Each entry below should be written out exactly as it is, with no pictures.

Records from a collection:
---
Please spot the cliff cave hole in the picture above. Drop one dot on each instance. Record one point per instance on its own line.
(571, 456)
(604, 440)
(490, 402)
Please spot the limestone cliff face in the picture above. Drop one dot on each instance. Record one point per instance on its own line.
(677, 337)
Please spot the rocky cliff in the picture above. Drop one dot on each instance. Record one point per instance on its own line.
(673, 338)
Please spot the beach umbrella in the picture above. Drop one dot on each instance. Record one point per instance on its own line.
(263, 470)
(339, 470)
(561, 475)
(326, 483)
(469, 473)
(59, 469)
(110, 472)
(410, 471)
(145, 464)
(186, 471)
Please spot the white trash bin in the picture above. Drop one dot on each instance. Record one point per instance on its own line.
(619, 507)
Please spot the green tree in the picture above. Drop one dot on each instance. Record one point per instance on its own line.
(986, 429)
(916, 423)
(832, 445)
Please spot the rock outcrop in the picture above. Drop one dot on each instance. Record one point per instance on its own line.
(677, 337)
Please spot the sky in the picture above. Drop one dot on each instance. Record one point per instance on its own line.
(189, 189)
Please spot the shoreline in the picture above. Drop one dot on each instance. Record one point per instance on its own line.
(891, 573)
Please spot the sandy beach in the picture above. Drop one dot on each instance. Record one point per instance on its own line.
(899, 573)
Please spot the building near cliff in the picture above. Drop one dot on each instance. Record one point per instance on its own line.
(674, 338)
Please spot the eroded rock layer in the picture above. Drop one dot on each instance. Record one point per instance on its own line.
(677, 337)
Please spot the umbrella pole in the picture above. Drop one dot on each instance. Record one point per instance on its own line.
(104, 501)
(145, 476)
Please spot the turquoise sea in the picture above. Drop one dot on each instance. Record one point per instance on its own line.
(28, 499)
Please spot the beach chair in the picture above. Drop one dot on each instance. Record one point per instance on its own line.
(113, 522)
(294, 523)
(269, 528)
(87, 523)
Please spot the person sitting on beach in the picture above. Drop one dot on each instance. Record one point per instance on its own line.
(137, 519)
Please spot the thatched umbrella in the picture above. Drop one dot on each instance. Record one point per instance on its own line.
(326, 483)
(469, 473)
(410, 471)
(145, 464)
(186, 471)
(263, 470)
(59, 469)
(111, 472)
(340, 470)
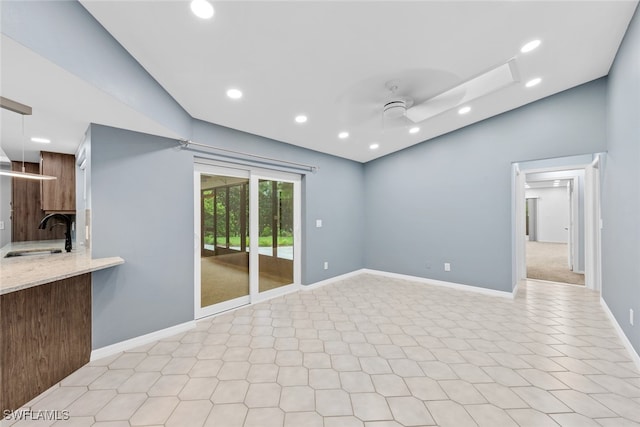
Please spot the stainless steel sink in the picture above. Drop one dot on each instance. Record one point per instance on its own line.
(39, 251)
---
▸ **RESULT OF THE TASK**:
Please spot the cliff cave hole in the picture above. Drop one dot on each instance. Record one point per instance on its own line.
(571, 456)
(604, 440)
(490, 402)
Please spot the limestone cliff face in the picture above. Drop one dot on each instance. Record one point per instance on its own line.
(677, 337)
Please spot the rocky cliff in the picture above. Drop one dot on each instance. Record one point per instance on its own line.
(673, 338)
Please spot the beach umbrella in the picture above. Drop one dot on each instance. Record one point per instance on its own line.
(263, 470)
(339, 470)
(561, 475)
(326, 483)
(469, 473)
(59, 469)
(110, 472)
(410, 471)
(145, 464)
(186, 471)
Please spot the white trash bin in the picture above. Drop one dot on each instance. Record one point per instance on its own line.
(619, 507)
Please spot the green tree in the picture above. Drop one dot on each instance. Record one point per instance on its own line.
(986, 429)
(916, 423)
(832, 445)
Please spot the rock outcrop in the picture above. Drop one dot on each instance. Record one point per instance on its own line.
(677, 337)
Please spot the sky in the picture above. Drop one dot on each instance. Record one point per instance on its own line.
(189, 189)
Please spot the shoreline in the picture above. Drop one dot on each instance. Record one point per instance on its own line.
(891, 573)
Please spot the sandy beach in the picture above. Drop one dot on each instance. Record one point per instance on its own line.
(899, 573)
Please spot the building near cliff in the picture above. Drop one dot on each instance. Record one point per instance on its own line.
(674, 338)
Please spot the eroded rock layer in the picture above. Drop one dot on each instance. Record one point per instance on its own line.
(677, 337)
Please spot the umbrella pole in the picture above. Drop one dot on each instance. Record one point per instance on its own line.
(104, 501)
(145, 476)
Please spot the turquoise sea in the picture above. Drop one dot on each instance. Record one point per instance on its own line.
(28, 499)
Please spot the beach chair in the picture above. Drop one dot on each instance. Record one point per instance on its own line.
(113, 522)
(294, 523)
(269, 528)
(87, 523)
Please spot the person sitting on beach in the picture above. Drop one dot on each instance. Record one point per instance on its own line.
(137, 519)
Please spot the thatched umbrella in the picture above. Drop one dot on each instance. Record one point per instance on its own line.
(326, 483)
(469, 473)
(410, 471)
(145, 464)
(186, 471)
(263, 470)
(59, 469)
(111, 472)
(340, 470)
Please spot the stainless steel sink in the picture above. Drop one dot on each instance. Record one point per instance on its own line.
(39, 251)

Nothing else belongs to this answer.